**Document segment**
— Start —

Last week at E3, in a private room inside Microsoft's massive, green booth, Marc Whitten spent most of our interview talking about the future. "As we think of the next five to ten years of innovation," he said, "we're going to be able to drive really great new experiences. I'm personally most proud of the Xbox 360, and how different the 360 is from what it was in 2005. And that's all about making really big platform bets and bets about the future of entertainment." Whitten would talk about the launch experience at times, but he was much more interested in finding ways to guide Xbox users to the brave new connected world of gaming and entertainment.

— End —

**Requirement 1**
In the E3 interview passage, which product does Whitten say he is personally most proud of?
The rows that follow have nothing to do with the E3 interview passage.

**Record excerpts**
— Start —

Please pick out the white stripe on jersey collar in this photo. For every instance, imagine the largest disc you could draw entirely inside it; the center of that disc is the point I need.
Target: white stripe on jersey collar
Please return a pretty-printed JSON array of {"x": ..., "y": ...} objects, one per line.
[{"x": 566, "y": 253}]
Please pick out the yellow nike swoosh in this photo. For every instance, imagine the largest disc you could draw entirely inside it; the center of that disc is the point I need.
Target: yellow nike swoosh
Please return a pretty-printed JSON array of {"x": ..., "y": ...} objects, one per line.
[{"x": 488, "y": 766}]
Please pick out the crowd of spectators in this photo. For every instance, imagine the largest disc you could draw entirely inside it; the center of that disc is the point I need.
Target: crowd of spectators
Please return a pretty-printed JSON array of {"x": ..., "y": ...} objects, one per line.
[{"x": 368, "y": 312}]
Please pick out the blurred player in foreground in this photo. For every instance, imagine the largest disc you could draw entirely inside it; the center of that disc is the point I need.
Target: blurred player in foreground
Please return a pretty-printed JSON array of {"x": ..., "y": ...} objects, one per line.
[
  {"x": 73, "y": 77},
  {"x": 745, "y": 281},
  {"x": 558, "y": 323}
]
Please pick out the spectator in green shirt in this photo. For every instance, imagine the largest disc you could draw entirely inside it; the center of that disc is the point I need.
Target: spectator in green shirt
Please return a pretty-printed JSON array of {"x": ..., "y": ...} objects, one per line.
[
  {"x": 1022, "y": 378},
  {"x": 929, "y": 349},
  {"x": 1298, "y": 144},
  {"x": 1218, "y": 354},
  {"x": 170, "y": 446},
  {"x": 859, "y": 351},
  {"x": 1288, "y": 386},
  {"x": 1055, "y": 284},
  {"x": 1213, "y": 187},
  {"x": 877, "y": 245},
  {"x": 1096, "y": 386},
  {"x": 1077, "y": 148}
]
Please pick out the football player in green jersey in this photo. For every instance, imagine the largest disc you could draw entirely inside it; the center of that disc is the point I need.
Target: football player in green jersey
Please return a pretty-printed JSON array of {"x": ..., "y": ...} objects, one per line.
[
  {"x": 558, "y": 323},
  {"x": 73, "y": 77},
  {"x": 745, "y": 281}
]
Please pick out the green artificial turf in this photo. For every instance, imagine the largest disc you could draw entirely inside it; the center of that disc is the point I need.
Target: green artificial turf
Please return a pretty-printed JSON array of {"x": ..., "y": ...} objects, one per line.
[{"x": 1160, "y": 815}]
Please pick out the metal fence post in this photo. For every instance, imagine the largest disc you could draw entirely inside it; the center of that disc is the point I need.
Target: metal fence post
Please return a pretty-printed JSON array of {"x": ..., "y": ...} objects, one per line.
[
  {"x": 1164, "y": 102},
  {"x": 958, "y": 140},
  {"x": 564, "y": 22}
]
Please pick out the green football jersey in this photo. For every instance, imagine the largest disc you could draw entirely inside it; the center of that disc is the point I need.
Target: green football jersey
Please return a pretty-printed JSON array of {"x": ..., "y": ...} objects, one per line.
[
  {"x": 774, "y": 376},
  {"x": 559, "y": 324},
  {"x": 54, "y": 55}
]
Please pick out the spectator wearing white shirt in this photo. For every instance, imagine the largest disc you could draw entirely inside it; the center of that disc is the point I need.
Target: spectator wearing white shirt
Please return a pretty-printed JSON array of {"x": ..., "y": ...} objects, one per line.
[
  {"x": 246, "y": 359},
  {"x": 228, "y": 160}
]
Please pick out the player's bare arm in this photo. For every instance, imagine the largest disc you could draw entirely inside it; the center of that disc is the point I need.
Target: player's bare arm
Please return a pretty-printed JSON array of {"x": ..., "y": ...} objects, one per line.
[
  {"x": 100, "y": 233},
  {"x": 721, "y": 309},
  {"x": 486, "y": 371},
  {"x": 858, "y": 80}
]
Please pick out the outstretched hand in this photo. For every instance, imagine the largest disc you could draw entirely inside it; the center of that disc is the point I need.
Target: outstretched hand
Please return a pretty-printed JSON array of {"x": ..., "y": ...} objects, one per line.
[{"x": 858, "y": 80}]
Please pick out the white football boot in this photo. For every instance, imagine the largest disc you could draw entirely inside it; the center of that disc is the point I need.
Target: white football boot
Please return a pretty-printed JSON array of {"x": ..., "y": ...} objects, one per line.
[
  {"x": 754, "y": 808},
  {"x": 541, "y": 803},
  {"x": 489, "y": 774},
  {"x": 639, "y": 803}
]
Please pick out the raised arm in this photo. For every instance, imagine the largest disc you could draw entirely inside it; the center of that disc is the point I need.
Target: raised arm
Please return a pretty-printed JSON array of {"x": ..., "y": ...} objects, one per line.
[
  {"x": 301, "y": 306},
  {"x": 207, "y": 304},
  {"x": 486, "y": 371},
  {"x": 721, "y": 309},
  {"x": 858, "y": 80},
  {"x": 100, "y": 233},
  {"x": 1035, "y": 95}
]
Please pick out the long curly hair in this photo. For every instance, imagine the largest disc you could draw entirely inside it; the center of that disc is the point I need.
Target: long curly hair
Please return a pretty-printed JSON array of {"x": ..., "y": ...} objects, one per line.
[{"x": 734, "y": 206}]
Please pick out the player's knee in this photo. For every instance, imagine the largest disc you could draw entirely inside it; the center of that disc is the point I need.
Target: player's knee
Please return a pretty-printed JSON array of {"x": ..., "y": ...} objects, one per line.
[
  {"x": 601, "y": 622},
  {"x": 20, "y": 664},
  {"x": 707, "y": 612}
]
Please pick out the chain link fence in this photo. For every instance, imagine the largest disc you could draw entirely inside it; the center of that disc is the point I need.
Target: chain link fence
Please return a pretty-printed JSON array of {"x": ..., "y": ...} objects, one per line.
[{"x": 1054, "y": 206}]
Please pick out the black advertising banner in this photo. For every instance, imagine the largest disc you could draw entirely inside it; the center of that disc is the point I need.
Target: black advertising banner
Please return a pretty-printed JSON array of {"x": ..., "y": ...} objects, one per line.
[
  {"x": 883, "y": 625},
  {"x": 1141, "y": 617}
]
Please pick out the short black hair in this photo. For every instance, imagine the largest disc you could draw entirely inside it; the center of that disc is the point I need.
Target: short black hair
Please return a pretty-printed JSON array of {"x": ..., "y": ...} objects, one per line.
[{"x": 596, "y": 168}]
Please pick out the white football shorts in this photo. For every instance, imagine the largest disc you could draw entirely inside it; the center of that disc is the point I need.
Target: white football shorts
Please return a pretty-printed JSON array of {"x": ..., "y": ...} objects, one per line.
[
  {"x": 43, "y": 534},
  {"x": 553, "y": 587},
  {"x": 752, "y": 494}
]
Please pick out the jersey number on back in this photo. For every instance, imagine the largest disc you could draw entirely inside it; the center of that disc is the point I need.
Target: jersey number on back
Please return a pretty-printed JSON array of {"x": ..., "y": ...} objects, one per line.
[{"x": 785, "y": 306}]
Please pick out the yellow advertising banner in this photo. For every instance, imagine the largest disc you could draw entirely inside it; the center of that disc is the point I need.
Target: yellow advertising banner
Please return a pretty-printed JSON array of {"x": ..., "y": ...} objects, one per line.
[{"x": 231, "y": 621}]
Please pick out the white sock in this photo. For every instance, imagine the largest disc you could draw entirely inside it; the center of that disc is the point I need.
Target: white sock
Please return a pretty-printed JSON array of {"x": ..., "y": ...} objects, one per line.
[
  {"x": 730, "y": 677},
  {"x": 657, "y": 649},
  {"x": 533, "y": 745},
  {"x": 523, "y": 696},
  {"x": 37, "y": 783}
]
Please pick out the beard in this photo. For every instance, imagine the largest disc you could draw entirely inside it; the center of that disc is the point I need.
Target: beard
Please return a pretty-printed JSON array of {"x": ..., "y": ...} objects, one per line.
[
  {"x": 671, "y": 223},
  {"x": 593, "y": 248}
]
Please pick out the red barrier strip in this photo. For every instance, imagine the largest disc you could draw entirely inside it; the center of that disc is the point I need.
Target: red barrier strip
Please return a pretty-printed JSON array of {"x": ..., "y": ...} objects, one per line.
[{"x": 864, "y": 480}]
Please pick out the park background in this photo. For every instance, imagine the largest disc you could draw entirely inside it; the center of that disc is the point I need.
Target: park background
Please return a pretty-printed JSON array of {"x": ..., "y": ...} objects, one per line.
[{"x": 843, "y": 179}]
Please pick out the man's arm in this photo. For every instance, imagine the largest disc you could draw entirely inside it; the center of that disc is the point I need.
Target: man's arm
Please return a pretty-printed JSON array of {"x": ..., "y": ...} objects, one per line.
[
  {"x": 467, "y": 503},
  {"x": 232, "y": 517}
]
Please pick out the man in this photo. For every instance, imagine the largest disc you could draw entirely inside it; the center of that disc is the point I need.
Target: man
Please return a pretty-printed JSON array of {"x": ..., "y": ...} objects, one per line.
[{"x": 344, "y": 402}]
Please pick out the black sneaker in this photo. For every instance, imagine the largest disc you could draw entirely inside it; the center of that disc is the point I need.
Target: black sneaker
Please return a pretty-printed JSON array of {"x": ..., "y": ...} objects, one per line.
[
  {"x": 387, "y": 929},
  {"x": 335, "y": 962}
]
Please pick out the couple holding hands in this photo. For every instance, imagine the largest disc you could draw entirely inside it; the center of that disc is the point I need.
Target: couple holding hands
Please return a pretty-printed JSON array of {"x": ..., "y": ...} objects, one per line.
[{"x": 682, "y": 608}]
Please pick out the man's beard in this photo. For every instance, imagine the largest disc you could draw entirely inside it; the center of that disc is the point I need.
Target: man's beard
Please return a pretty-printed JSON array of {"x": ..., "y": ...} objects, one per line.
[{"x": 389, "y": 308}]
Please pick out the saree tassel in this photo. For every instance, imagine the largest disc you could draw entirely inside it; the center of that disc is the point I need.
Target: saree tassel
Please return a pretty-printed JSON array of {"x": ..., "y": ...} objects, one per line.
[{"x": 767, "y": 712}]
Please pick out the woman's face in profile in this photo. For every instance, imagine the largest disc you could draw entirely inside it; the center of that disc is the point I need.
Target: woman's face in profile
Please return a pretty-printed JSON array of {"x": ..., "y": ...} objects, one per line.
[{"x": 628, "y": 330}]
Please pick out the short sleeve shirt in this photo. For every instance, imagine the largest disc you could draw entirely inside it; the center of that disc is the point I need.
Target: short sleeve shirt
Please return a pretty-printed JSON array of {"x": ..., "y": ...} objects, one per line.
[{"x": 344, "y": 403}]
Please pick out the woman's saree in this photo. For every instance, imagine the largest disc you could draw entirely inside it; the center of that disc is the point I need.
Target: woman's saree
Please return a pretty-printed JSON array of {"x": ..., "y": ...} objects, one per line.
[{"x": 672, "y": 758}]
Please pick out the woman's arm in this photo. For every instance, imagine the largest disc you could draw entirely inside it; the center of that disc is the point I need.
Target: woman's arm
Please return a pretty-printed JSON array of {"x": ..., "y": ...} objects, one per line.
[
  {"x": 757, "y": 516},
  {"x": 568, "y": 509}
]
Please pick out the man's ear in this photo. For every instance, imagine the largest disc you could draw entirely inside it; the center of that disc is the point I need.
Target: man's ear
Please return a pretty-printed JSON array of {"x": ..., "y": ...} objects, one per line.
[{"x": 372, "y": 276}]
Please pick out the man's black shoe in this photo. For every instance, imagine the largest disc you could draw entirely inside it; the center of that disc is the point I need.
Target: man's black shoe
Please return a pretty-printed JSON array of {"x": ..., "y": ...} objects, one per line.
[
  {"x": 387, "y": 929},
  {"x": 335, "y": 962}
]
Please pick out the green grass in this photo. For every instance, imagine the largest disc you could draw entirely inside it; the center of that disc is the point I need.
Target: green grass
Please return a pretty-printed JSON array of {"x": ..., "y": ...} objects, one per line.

— End —

**Requirement 2**
Rewrite the stretch of rows from the line containing "Please pick out the man's black" through the end of the rows, replacing "pretty-printed" with "neatly indented" and changing nothing else. Return only those lines.

**Written answer 1**
The Xbox 360.

**Written answer 2**
Please pick out the man's black shoe in this photo. For every instance, imagine the largest disc you could draw entirely inside it; the center of that disc is the point I need.
Target: man's black shoe
Please return a neatly indented JSON array of {"x": ..., "y": ...} objects, one per line.
[
  {"x": 387, "y": 929},
  {"x": 335, "y": 962}
]
Please pick out the green grass in this photo. For every instance, imagine the largest disc you could draw entirely inside it; the center of that disc is the point I need.
Target: green grass
Please return a neatly indented JSON array of {"x": ..., "y": ...} objects, one per line.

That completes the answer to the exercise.